EXCERPT:
· · · · · · ·

Recently the project team of Prof. Zhao Shifeng from the School of Physical Science and Technology of IMU make new progress in the field of the photovoltaic conversion of ferroelectric materials, whose achievement of studies, a thesis titled Ferroelectric Photovoltaic Response Engineering by Lattice Strain Derived from Local Metal Ion Dipoles is published in Optics Letters, a top-class international journal in the field of optics (URL for the thesis: https://doi.org/10.1364/OL.485829). A renowned international journal in physical-optical science started by the Optical Society of America in 1977, the journal is the most representative, most recognized and a highly prestigious internationally authoritative journal in the field of optics covering themes of studies of all the fields of optical science. This is the first time for IMU and Inner Mongolia Autonomous Region to publish a thesis in this journal as its first organization of completion.
Fig. 1 The first page of the thesis
Against the backdrop of global energy crisis and environmental pollution, the utilization of luminous energy--a zero carbon energy, injects impetus pf long-term development of the clean energy industry. At present the conventional PN junction solar energy cells which rely on interfacial effect to separate photo-generated carriers have reached the bottleneck in the efficiency of photovoltaic conversion. As a result, the ferroelectric materials with bulk effects have become hot spots in the exploration of photovoltaic conversion.

· · · · · · ·

SOURCE MATERIAL:
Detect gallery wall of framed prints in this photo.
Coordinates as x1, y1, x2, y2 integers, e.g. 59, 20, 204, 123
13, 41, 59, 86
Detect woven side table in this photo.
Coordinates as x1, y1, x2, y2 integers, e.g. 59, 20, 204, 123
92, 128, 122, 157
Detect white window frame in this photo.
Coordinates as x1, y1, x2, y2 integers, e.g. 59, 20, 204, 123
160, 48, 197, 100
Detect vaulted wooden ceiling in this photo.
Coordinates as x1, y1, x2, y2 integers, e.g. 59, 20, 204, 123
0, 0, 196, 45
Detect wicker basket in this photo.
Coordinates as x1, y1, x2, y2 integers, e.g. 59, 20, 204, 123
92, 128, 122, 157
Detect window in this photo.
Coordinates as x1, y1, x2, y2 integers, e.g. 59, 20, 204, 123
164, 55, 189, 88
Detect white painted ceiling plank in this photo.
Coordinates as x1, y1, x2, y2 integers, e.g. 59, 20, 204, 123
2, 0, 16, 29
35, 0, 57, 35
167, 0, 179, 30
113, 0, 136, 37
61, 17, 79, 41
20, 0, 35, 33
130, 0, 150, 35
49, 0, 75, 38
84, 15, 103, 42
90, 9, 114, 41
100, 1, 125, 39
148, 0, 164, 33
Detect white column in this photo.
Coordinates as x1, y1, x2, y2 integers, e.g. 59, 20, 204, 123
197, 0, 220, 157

· · · · · · ·

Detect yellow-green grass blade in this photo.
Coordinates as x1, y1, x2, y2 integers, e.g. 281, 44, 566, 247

· · · · · · ·

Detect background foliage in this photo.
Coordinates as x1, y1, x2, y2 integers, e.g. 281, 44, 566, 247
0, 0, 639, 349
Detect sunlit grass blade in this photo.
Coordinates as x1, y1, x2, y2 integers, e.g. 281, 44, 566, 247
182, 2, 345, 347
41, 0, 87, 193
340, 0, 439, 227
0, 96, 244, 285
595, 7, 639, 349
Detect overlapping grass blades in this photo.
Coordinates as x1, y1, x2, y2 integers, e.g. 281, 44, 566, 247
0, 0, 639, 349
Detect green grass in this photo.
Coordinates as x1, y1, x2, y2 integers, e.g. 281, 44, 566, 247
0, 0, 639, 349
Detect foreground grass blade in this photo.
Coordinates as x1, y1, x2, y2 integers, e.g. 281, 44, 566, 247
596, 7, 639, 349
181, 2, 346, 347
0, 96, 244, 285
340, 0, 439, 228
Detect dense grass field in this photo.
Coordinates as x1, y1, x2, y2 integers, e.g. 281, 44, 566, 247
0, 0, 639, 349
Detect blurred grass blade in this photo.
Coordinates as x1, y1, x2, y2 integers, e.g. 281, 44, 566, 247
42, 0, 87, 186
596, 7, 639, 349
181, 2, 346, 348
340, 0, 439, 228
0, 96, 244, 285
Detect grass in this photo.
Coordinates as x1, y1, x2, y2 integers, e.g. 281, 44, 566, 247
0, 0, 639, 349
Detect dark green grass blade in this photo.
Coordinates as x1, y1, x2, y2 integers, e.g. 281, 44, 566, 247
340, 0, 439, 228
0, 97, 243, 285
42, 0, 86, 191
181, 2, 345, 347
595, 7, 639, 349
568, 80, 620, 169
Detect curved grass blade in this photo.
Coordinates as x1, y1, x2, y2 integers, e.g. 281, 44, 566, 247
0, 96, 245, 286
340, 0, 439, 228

· · · · · · ·

TASK GOAL: In the report on the IMU ferroelectric photovoltaic thesis, which organization started Optics Letters, and in what year?

ANSWER SPACE: The Optical Society of America, in 1977.